> _EXTRACTED TEXT_:
*** Block opens ***
It was announced this morning that the MLB has finally decided to drop its sham lawsuit against Biogenesis and the company’s CEO, Tony Bosch. The MLB got what it wanted; it got Bosch’s, the founder of Biogenesis, testimony and evidence against Alex Rodriguez – so MLB dropped the lawsuit. Queue the collective yawn of no surprise.
MLB claimed that Bosch provided performance enhancing drugs (PEDs) to a number of players, including Rodriguez, a league spokesman said Tuesday. Mike Teevan, an MLB spokesperson stated, “We have dismissed our Biogenesis lawsuit.” The suit was filed in March against the clinic in March against the South Florida. Bosch was MLB’s lead witness against Rodriguez in the arbitration hearing that handed him an unprecedented 162-game suspension. There was no physical evidence tying A-Rod to any illegal drug use, and all testimony and evidence presented at the hearing is suspect at best. All that was presented was Bosch’s oral testimony and notes taken in his notebook – circumstantial evidence in any traditional court case. It’s not an exaggeration to say that Rodriguez would not have been convicted had it not been for Bosch’s testimony in the first place. Furthermore, Bosch’s cooperation was coerced.
Bosch did not agree to help the MLB until after a suit was filed against him in February. After facing the possibility of criminal prosecution as well, Bosch didn’t have much in the way of choices as far as whether or not to turn witness. It was either lose his freedom and his company, or “play ball”. In exchange for his testimony, the MLB paid all of Bosch’s legal bills, provided personal security, promised to support him in criminal litigation, indemnify him from civil litigation, and drop a lawsuit against him. Those are plenty of incentives to change his tune to one that is in line with the MLB’s farce of a code of conduct.
There’s no clearer message than this: the MLB has no intention of going after anyone supplying PEDs, and is in fact willing to pay them (and torpedo government cases against them) to get them to become an informant and rat out active players that may or may not have engaged in business with them. Furthermore, these “PEDs” are in some cases, based on medical science, not even “PED’s” by the traditional sense of the word. In most cases, it’s the little guy that cooperates with the big guy in a drug investigation, here, it’s the exact opposite. Everything about the MLB’s drug was is completely backward.
*** Block closes ***
> _PROVIDED MATERIAL_:
*** Block opens ***
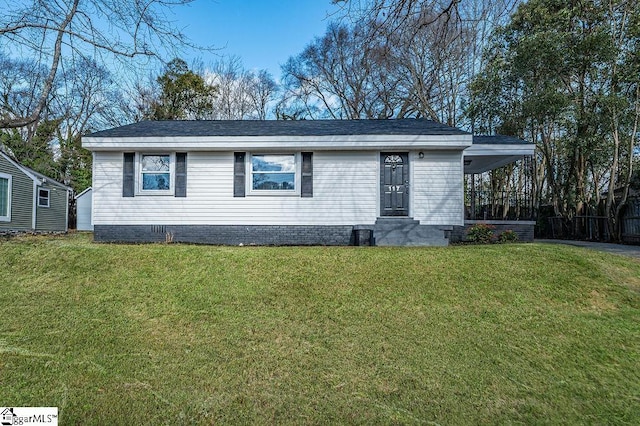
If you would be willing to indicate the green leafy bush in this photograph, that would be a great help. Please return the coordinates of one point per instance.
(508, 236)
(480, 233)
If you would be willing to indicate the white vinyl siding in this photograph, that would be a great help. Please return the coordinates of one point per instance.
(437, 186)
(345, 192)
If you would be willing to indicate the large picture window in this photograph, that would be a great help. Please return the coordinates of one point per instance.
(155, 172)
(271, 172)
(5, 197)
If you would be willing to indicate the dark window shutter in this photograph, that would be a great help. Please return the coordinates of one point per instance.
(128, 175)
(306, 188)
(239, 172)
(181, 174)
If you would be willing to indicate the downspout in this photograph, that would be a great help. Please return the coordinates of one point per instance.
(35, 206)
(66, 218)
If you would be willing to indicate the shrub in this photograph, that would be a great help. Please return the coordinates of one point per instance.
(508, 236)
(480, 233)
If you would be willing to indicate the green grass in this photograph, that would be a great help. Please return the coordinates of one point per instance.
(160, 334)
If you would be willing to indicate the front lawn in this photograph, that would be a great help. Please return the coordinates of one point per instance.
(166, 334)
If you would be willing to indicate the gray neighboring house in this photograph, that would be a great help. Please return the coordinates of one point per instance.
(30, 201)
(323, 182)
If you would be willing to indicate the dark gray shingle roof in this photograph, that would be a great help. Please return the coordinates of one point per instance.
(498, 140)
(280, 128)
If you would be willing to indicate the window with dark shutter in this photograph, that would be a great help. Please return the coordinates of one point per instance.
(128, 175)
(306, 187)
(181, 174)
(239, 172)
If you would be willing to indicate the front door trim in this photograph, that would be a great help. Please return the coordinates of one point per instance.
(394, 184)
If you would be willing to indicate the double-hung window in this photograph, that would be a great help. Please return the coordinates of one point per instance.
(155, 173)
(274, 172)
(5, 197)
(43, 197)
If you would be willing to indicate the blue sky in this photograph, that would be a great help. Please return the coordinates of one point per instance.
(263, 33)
*** Block closes ***
> _REQUIRED WORK_:
Do these statements agree with the article on MLB's Biogenesis lawsuit? (a) MLB paid Bosch's legal bills in exchange for his testimony. (b) Physical evidence tied Rodriguez to illegal drug use. (c) Rodriguez received a 162-game suspension. Answer yes or no for each, and quote the article's deciding words. The listing comes from a different source than the article on MLB's Biogenesis lawsuit.

> _EXERCISE ANSWER_:
(a) Yes: "In exchange for his testimony, the MLB paid all of Bosch’s legal bills"
(b) No: "There was no physical evidence tying A-Rod to any illegal drug use"
(c) Yes: "handed him an unprecedented 162-game suspension"